§ TO DO
Lines that include "pointing" make up the answer; copy all of them from the data below.

§ DATA TO USE
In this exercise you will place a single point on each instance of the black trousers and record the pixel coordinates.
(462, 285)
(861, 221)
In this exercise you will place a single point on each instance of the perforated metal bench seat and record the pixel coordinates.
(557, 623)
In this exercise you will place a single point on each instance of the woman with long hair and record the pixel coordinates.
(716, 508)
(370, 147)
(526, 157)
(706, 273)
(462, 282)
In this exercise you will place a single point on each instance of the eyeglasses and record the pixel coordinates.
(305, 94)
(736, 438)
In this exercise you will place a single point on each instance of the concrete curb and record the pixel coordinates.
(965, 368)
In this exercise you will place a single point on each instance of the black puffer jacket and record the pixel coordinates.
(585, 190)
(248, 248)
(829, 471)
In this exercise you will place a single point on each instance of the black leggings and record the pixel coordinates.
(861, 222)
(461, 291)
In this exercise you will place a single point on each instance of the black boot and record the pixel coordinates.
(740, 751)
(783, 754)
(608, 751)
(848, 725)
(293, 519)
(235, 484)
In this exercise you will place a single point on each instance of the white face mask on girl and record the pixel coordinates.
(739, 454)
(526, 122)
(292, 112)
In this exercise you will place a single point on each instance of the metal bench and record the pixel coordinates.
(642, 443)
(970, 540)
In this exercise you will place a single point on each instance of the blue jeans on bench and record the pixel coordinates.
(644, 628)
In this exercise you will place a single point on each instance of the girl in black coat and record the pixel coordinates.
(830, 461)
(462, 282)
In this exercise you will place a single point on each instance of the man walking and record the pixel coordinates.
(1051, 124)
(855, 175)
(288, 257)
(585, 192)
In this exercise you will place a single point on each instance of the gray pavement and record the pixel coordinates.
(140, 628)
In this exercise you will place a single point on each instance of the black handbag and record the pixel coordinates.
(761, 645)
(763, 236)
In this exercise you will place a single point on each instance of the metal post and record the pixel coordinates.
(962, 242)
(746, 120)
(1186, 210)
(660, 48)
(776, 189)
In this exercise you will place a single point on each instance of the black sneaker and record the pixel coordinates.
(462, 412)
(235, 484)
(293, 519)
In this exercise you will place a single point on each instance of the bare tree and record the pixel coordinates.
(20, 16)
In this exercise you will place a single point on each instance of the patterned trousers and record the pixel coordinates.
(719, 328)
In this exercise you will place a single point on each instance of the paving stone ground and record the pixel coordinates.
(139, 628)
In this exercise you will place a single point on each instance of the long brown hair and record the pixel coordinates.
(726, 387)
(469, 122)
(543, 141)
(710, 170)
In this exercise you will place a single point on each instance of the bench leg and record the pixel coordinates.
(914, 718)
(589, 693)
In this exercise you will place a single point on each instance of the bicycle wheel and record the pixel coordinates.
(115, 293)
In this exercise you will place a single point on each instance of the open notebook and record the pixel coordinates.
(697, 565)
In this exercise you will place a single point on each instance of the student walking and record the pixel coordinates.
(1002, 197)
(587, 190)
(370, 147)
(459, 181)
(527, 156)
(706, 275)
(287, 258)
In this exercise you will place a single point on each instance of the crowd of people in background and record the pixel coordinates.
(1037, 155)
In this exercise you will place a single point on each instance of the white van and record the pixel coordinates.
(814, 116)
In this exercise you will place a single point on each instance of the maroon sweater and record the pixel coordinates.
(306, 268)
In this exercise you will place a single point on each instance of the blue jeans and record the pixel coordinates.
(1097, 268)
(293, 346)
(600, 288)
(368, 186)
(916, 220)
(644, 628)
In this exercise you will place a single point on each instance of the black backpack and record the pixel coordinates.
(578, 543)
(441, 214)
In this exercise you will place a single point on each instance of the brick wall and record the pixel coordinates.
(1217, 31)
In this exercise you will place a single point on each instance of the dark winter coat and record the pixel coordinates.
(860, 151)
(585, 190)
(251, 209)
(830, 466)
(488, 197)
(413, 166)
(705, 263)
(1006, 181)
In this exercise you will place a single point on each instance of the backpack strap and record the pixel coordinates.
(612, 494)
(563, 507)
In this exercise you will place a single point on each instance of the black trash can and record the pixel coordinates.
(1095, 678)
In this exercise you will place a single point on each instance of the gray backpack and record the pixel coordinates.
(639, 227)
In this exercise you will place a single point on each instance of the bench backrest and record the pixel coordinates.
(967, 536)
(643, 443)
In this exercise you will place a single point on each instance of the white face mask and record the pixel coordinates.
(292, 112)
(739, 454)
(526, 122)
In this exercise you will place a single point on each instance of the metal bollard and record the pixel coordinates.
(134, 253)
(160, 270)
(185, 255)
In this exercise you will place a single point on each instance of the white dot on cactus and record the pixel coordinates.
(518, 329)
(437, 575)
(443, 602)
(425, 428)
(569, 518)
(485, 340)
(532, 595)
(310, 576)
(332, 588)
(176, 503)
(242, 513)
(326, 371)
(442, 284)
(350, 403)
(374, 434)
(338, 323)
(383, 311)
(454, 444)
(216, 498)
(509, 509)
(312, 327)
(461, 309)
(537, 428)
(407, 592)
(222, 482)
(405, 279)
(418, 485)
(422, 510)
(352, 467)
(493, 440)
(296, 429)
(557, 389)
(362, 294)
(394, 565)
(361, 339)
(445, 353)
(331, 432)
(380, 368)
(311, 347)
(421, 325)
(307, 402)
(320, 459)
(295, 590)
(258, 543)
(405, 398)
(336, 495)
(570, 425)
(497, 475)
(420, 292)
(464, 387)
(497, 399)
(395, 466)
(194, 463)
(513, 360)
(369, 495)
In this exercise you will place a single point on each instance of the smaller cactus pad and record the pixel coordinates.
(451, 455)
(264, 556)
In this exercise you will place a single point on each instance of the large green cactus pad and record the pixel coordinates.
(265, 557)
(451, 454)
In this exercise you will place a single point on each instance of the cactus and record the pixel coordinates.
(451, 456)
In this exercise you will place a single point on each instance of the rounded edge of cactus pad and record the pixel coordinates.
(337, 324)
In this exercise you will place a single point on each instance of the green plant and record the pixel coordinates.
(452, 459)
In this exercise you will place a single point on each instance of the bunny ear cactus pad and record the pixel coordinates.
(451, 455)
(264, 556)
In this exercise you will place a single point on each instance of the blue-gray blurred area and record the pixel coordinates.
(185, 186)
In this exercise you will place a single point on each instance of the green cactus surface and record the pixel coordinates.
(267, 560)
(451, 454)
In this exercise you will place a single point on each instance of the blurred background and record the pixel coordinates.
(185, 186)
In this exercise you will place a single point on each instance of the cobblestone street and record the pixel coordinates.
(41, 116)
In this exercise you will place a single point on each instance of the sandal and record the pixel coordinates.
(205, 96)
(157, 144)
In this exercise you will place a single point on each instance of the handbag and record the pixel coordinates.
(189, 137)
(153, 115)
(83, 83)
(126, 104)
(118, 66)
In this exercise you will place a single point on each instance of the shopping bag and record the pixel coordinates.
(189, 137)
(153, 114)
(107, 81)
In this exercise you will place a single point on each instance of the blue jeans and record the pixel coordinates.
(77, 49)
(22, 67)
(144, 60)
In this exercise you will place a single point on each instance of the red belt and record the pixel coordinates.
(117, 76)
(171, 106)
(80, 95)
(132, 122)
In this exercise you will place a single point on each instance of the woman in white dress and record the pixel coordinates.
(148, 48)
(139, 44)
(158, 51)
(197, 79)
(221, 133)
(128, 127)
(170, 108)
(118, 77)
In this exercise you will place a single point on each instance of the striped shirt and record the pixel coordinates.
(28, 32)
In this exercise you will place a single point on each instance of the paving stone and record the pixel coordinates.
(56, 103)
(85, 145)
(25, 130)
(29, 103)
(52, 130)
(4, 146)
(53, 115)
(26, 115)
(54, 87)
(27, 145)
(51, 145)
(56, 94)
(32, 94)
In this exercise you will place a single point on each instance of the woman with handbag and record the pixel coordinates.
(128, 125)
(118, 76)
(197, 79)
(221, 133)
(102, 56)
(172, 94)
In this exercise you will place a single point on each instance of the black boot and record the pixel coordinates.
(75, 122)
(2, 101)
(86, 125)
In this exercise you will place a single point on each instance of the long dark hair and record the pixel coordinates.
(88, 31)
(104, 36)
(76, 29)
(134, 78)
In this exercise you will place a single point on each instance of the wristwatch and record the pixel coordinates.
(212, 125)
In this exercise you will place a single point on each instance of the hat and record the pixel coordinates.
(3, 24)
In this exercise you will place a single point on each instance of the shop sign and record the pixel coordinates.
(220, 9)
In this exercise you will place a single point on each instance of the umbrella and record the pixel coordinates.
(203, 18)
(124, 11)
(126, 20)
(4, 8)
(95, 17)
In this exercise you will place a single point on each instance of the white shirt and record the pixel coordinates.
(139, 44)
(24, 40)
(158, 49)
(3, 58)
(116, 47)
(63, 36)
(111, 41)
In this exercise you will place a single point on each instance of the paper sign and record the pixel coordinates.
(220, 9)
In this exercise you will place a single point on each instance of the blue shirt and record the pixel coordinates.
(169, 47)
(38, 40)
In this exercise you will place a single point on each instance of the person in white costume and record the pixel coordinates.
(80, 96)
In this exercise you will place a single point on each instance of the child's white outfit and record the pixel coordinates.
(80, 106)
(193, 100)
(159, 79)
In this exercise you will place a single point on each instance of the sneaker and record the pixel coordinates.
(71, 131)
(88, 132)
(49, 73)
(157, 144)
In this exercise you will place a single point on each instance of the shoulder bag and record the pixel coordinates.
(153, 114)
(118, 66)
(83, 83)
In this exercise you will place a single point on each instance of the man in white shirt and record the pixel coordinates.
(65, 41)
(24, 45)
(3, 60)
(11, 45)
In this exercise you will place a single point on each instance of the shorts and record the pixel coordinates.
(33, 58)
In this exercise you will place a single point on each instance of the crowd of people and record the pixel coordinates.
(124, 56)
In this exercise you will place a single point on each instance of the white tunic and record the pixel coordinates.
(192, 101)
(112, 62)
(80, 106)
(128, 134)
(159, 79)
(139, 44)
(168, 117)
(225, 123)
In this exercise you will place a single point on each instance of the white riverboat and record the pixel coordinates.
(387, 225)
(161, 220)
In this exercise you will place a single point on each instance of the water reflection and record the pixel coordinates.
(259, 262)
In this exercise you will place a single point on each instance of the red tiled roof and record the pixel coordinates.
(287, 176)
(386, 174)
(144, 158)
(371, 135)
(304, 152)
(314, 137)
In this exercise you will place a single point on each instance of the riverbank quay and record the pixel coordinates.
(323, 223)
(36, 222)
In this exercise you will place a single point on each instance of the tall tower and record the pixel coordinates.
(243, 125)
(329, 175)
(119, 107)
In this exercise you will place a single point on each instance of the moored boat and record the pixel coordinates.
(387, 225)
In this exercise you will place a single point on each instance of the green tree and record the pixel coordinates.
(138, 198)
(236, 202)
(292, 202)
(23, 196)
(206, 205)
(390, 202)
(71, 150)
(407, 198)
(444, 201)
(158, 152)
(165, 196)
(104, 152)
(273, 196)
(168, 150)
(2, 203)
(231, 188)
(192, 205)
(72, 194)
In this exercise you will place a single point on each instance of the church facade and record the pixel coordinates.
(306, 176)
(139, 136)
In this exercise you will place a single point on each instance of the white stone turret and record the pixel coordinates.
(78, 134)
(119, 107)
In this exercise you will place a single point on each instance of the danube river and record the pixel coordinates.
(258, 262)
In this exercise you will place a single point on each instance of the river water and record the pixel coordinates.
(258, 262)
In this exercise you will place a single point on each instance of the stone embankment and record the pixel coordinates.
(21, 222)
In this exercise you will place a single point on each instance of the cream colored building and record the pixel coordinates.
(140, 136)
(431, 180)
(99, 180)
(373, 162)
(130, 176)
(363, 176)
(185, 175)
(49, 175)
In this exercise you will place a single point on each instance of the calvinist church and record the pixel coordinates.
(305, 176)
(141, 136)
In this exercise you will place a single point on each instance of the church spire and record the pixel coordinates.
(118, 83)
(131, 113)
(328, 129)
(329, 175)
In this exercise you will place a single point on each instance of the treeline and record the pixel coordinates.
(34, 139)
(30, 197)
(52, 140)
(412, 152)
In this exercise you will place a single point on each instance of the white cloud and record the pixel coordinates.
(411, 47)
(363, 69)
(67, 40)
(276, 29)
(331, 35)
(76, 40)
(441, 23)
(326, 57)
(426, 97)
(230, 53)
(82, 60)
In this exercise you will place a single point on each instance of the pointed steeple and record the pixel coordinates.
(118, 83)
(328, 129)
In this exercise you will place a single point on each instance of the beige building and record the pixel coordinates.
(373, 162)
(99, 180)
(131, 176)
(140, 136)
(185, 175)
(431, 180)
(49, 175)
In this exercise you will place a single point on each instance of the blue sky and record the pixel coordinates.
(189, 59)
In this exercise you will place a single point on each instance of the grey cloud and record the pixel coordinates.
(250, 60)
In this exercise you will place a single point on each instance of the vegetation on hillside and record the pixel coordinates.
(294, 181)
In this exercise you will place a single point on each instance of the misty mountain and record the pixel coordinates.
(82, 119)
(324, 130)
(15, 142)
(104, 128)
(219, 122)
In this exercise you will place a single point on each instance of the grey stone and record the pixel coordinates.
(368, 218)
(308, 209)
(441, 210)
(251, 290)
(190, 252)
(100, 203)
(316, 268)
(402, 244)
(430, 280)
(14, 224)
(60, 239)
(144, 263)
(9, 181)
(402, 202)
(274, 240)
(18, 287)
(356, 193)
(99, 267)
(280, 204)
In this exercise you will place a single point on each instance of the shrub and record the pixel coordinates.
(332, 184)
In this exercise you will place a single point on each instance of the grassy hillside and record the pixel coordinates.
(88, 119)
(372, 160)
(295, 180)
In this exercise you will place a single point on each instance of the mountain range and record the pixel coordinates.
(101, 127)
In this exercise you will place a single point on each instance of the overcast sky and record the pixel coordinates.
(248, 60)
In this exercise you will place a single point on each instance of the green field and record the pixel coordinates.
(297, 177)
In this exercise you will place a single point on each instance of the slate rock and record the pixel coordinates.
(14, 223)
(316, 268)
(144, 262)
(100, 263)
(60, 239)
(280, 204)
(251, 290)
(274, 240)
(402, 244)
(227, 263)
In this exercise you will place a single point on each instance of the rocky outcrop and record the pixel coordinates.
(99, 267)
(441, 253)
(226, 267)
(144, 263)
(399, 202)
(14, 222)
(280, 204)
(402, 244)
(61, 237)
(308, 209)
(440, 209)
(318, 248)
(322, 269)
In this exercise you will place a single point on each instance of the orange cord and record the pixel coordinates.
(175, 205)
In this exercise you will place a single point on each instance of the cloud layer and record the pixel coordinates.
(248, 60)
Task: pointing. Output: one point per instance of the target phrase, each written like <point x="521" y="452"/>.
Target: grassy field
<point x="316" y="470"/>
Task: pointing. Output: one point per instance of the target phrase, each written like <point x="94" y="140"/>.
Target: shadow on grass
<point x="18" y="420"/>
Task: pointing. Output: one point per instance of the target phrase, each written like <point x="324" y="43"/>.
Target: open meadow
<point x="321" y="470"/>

§ SOLUTION FOR THIS TASK
Task: pointing. Output: one point per instance of the target phrase, each written like <point x="521" y="452"/>.
Task: pointing. Output: one point per instance of the target phrase, each written like <point x="94" y="140"/>.
Task: pointing. Output: one point per instance of the target phrase, each written like <point x="324" y="43"/>.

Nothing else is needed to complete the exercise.